## GOAL
Return the entries word for word, from the line containing "Task: a point for each instance of the golden" through the line containing "pixel 477 505", both included. Omit the pictures.
== RECORD EXTRACTS
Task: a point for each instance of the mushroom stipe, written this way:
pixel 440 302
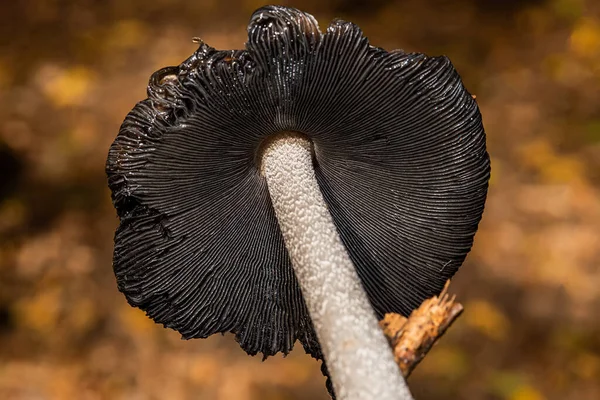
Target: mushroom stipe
pixel 399 156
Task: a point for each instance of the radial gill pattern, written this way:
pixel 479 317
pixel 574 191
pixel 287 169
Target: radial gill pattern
pixel 400 158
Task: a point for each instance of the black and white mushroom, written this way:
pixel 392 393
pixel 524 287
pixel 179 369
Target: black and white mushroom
pixel 297 190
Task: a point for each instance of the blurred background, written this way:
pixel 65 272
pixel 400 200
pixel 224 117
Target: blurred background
pixel 71 70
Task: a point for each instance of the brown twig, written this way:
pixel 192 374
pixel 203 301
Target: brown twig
pixel 411 338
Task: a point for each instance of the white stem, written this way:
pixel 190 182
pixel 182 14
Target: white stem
pixel 358 356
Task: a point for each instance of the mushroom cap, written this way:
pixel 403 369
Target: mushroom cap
pixel 399 154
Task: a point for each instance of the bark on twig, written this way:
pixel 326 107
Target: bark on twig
pixel 411 338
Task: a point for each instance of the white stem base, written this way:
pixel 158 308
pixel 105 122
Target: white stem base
pixel 357 353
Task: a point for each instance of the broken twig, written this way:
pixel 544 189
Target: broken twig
pixel 411 338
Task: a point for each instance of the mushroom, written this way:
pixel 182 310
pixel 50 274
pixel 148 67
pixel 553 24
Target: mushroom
pixel 298 190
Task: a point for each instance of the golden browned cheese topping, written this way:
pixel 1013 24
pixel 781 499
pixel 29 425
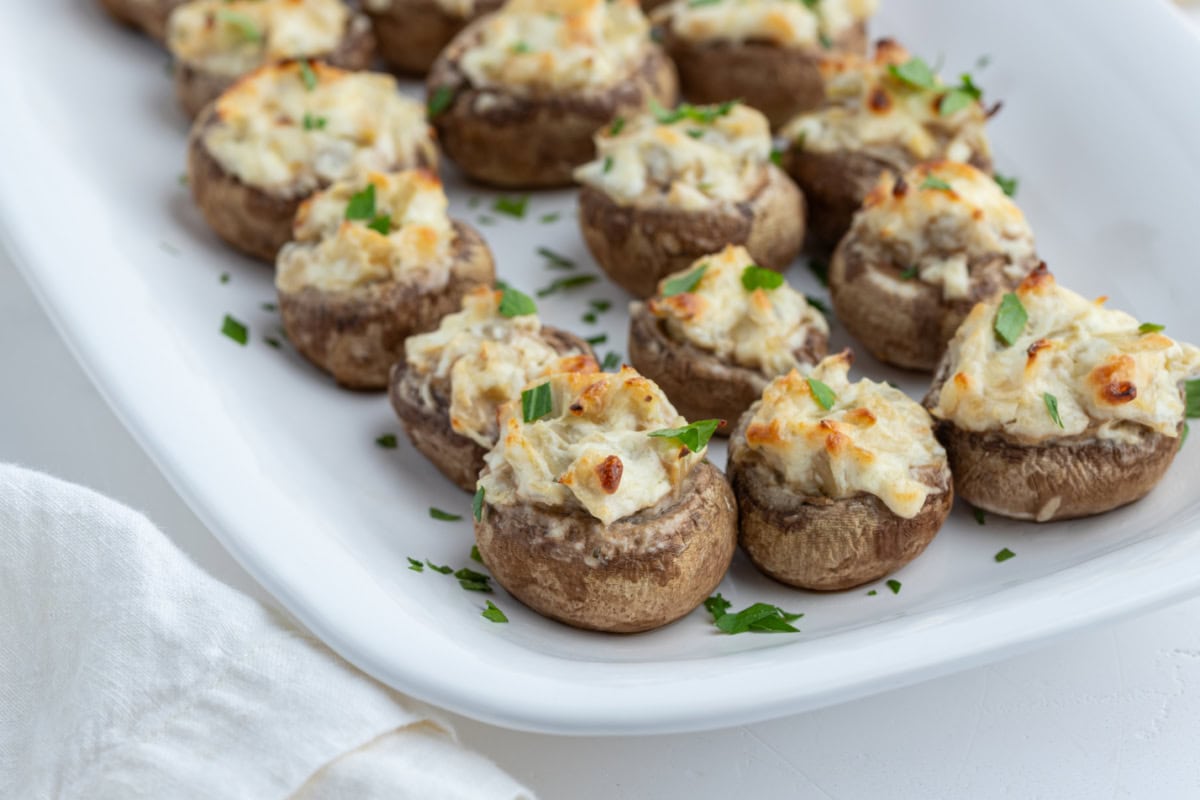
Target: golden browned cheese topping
pixel 689 158
pixel 487 359
pixel 870 110
pixel 592 451
pixel 1107 378
pixel 232 37
pixel 298 126
pixel 342 244
pixel 556 46
pixel 759 328
pixel 787 23
pixel 939 218
pixel 871 438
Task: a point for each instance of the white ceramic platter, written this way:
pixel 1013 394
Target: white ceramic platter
pixel 1102 127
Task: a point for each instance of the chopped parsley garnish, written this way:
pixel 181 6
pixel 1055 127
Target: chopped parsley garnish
pixel 685 282
pixel 822 394
pixel 439 101
pixel 307 76
pixel 759 277
pixel 537 402
pixel 1053 407
pixel 361 205
pixel 234 330
pixel 693 435
pixel 759 618
pixel 915 73
pixel 514 206
pixel 555 260
pixel 573 282
pixel 1011 319
pixel 1007 185
pixel 493 614
pixel 515 302
pixel 477 505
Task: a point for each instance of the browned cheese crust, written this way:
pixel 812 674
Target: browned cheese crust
pixel 712 72
pixel 1063 479
pixel 911 331
pixel 252 220
pixel 640 246
pixel 681 551
pixel 358 335
pixel 412 32
pixel 429 427
pixel 196 88
pixel 701 385
pixel 815 542
pixel 519 142
pixel 149 17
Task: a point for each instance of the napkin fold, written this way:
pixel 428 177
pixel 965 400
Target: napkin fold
pixel 127 672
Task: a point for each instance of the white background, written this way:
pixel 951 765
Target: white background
pixel 1109 713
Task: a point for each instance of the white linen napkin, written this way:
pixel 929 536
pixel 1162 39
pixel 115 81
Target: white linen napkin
pixel 126 672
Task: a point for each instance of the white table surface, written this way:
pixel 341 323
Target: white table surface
pixel 1113 711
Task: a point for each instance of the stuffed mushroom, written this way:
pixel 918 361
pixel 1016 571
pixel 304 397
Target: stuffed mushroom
pixel 412 32
pixel 597 506
pixel 450 383
pixel 887 113
pixel 714 336
pixel 670 186
pixel 725 49
pixel 517 95
pixel 838 482
pixel 921 253
pixel 373 262
pixel 286 131
pixel 215 42
pixel 1053 407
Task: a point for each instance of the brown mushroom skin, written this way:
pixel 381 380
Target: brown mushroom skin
pixel 822 543
pixel 682 548
pixel 358 335
pixel 699 384
pixel 640 246
pixel 429 428
pixel 712 72
pixel 906 323
pixel 835 184
pixel 196 86
pixel 412 32
pixel 516 142
pixel 252 220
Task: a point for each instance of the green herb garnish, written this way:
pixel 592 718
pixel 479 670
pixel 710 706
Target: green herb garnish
pixel 537 402
pixel 693 435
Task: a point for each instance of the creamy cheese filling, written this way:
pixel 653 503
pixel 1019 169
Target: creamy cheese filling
pixel 557 46
pixel 689 158
pixel 787 23
pixel 295 127
pixel 873 438
pixel 592 450
pixel 1104 376
pixel 487 359
pixel 759 328
pixel 232 37
pixel 941 217
pixel 390 227
pixel 868 109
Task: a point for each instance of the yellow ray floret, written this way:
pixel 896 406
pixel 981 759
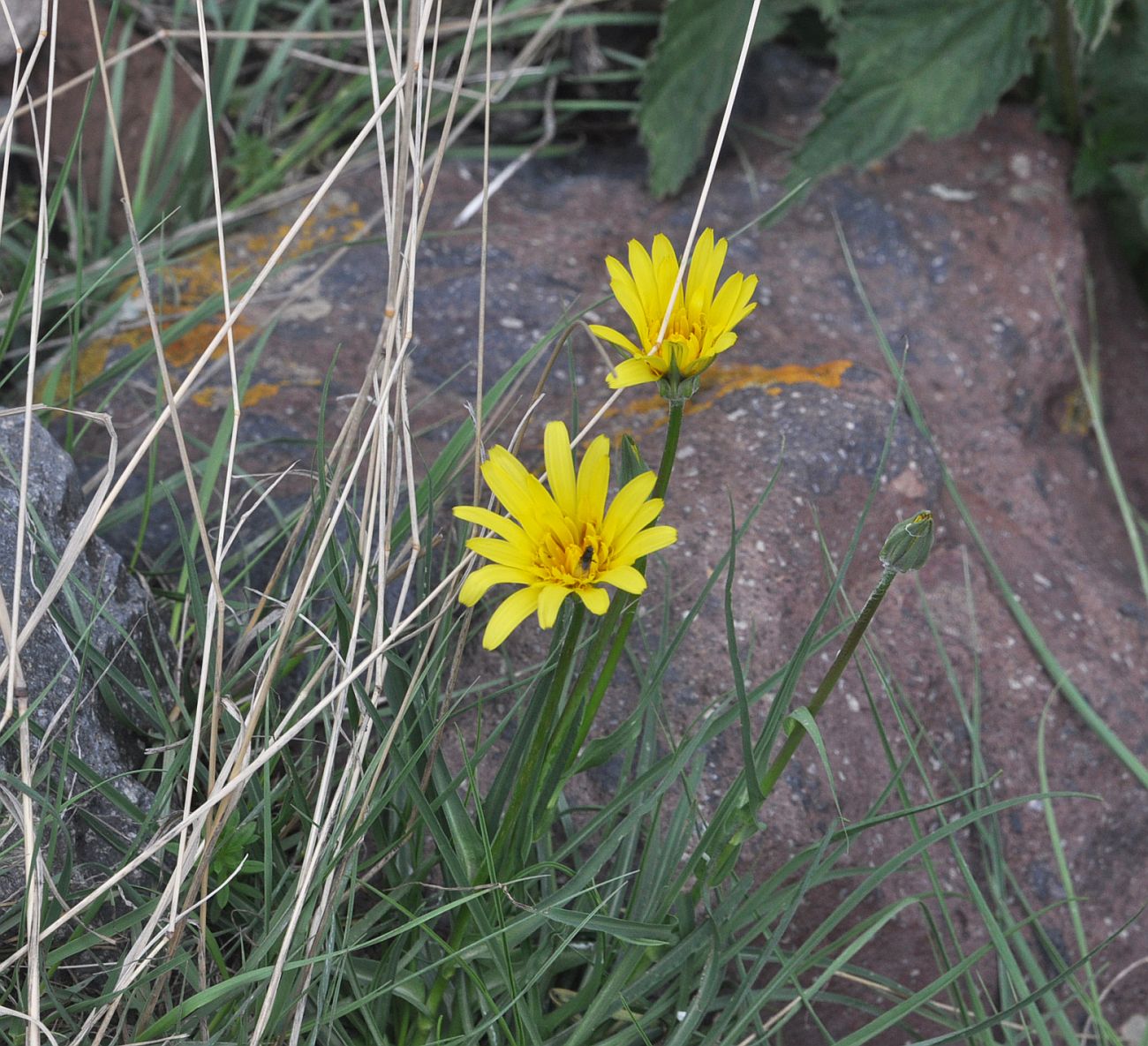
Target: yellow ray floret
pixel 703 318
pixel 561 540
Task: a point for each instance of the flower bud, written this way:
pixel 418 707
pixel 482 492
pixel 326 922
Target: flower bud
pixel 908 544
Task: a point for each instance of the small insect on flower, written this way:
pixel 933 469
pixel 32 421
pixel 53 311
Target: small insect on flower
pixel 700 324
pixel 563 540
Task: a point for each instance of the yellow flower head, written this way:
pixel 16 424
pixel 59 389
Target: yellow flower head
pixel 703 319
pixel 561 540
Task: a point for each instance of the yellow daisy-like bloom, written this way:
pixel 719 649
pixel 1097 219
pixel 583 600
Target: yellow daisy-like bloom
pixel 563 540
pixel 701 322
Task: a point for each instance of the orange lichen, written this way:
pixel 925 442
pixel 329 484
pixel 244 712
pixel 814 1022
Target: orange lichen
pixel 217 397
pixel 186 284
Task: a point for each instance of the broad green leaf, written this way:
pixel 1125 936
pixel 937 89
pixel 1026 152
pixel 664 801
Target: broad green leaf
pixel 1133 179
pixel 688 79
pixel 911 65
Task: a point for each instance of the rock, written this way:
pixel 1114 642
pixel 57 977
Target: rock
pixel 72 111
pixel 87 694
pixel 956 244
pixel 21 34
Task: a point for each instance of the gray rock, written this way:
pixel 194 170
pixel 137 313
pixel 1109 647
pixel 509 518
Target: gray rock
pixel 87 667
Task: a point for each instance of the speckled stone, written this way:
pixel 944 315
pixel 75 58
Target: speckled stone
pixel 956 245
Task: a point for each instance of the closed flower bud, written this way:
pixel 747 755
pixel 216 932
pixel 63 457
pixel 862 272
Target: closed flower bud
pixel 908 545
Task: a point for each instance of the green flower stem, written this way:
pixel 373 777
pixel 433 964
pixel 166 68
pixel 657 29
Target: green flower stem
pixel 831 677
pixel 669 451
pixel 1063 45
pixel 510 826
pixel 626 606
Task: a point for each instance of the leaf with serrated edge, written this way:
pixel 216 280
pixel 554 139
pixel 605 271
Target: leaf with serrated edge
pixel 911 65
pixel 688 79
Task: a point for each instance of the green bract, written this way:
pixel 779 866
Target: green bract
pixel 908 544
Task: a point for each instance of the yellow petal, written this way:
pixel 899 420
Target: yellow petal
pixel 638 372
pixel 721 312
pixel 593 481
pixel 626 578
pixel 498 551
pixel 478 583
pixel 550 601
pixel 705 267
pixel 642 517
pixel 642 267
pixel 511 613
pixel 501 525
pixel 650 540
pixel 626 504
pixel 623 284
pixel 525 498
pixel 597 600
pixel 616 337
pixel 561 468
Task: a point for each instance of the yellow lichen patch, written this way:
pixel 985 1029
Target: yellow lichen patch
pixel 734 376
pixel 217 397
pixel 184 284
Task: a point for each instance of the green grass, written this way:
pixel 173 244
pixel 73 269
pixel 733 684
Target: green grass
pixel 354 841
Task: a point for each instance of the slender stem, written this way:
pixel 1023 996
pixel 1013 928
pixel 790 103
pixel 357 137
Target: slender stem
pixel 506 836
pixel 669 449
pixel 831 677
pixel 1066 71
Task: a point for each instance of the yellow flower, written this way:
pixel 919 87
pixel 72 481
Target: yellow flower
pixel 563 540
pixel 701 322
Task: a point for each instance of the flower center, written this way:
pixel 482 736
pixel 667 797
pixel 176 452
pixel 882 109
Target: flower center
pixel 575 566
pixel 684 338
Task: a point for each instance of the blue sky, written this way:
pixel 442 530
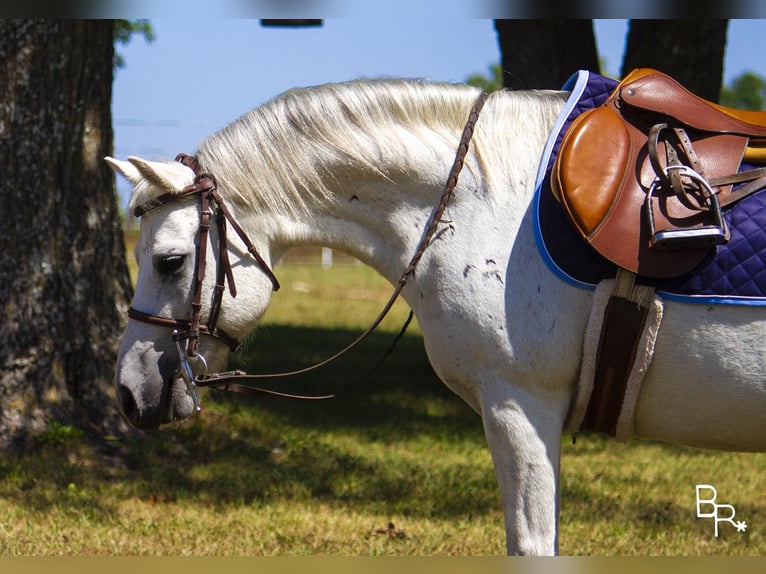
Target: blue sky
pixel 200 74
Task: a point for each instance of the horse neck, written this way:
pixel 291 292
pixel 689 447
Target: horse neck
pixel 378 214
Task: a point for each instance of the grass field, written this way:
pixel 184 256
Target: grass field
pixel 398 466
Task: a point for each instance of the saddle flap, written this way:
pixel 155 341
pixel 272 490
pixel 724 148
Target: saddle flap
pixel 591 166
pixel 603 173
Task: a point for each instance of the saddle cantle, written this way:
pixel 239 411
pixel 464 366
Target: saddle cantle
pixel 645 176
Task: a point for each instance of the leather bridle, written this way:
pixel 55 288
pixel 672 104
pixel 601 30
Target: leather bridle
pixel 205 186
pixel 190 330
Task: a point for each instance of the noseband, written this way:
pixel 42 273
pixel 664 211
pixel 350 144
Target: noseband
pixel 205 186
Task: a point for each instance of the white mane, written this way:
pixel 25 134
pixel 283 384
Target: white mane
pixel 270 155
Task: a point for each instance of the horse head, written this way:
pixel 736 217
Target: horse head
pixel 160 354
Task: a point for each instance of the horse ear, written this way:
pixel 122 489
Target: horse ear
pixel 125 169
pixel 167 176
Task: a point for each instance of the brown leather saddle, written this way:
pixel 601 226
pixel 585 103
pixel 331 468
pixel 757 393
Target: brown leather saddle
pixel 646 176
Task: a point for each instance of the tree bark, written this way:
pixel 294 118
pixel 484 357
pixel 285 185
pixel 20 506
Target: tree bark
pixel 543 54
pixel 691 51
pixel 64 282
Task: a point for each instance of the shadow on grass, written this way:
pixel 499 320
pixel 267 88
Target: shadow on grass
pixel 378 448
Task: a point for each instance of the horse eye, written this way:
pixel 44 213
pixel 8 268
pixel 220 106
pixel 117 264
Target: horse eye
pixel 169 264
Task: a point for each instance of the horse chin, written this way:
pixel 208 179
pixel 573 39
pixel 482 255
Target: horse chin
pixel 180 405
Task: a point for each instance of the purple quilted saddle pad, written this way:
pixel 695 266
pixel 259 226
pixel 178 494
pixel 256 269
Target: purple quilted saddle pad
pixel 733 273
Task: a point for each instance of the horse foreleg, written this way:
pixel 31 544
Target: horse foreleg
pixel 524 437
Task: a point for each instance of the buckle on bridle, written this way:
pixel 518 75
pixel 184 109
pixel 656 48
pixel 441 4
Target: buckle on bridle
pixel 185 369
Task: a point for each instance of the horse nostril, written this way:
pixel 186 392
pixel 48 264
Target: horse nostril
pixel 127 403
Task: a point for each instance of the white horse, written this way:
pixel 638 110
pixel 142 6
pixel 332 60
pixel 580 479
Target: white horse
pixel 359 167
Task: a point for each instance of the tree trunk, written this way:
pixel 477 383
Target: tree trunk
pixel 64 282
pixel 689 50
pixel 543 54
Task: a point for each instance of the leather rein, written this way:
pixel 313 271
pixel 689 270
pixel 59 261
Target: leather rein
pixel 190 330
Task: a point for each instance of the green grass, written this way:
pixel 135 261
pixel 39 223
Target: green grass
pixel 264 476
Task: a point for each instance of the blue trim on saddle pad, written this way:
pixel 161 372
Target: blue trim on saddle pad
pixel 734 273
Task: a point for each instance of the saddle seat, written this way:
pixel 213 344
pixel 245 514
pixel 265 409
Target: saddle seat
pixel 644 177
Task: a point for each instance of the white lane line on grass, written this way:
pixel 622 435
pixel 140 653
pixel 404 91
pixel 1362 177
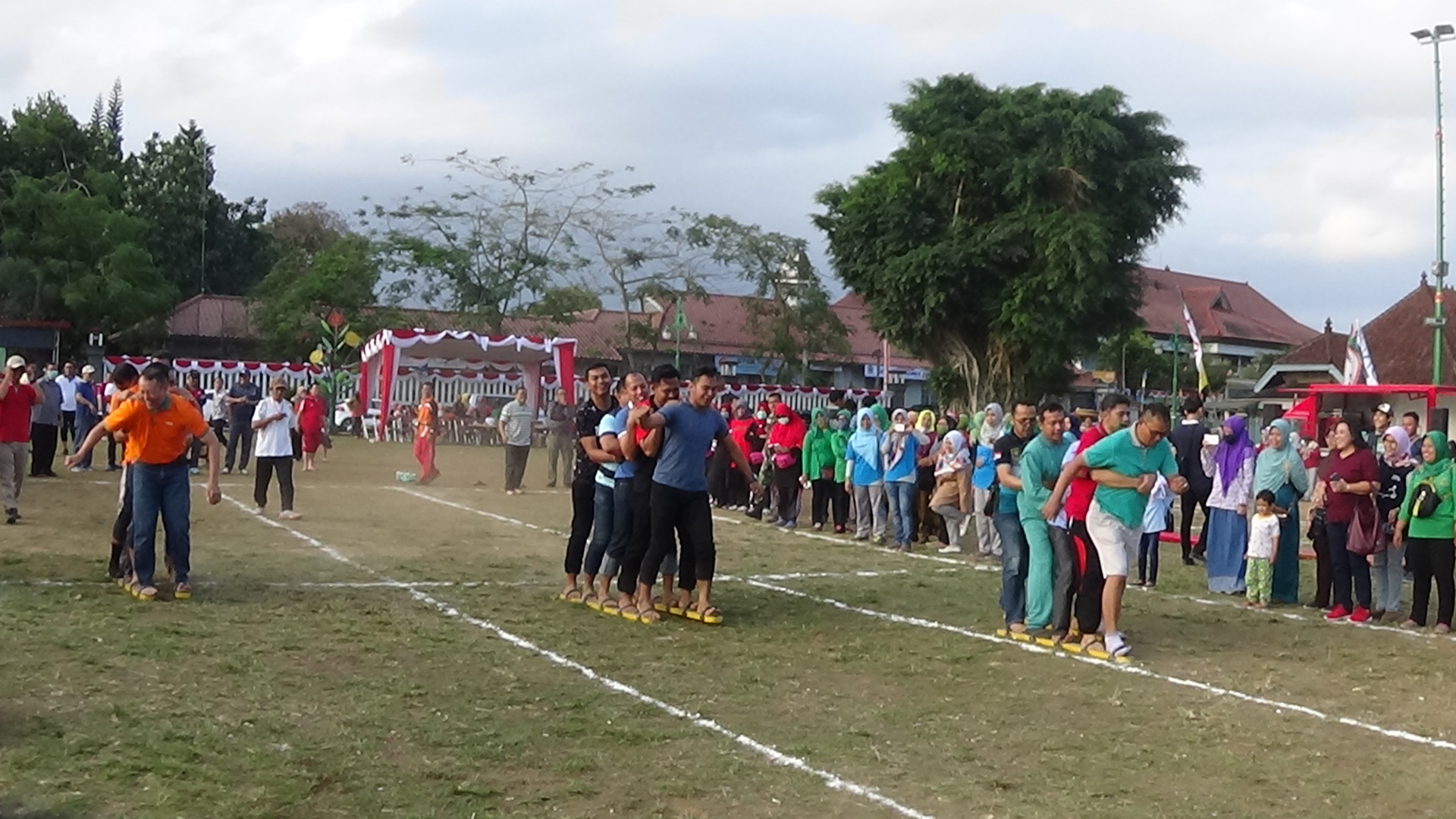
====
## TASK RESPONSE
Task: a point for each instance of the golden browned cheese topping, written this way:
pixel 1013 24
pixel 781 499
pixel 29 425
Target: golden browned cheese topping
pixel 689 158
pixel 487 359
pixel 870 110
pixel 592 451
pixel 1107 378
pixel 232 37
pixel 298 126
pixel 342 244
pixel 556 46
pixel 759 328
pixel 787 23
pixel 939 218
pixel 871 438
Task: a point for each instance of the white ceramic platter, written this way:
pixel 1013 394
Target: white ceramic platter
pixel 1102 127
Task: a point for each instance of the chopped parsley garnish, written this way:
pixel 181 6
pixel 1055 127
Target: chopped parsley garnish
pixel 685 282
pixel 822 394
pixel 439 101
pixel 307 76
pixel 759 277
pixel 537 402
pixel 1053 407
pixel 361 205
pixel 234 330
pixel 693 435
pixel 759 618
pixel 915 73
pixel 514 206
pixel 555 260
pixel 573 282
pixel 1011 319
pixel 1007 185
pixel 493 614
pixel 515 302
pixel 477 505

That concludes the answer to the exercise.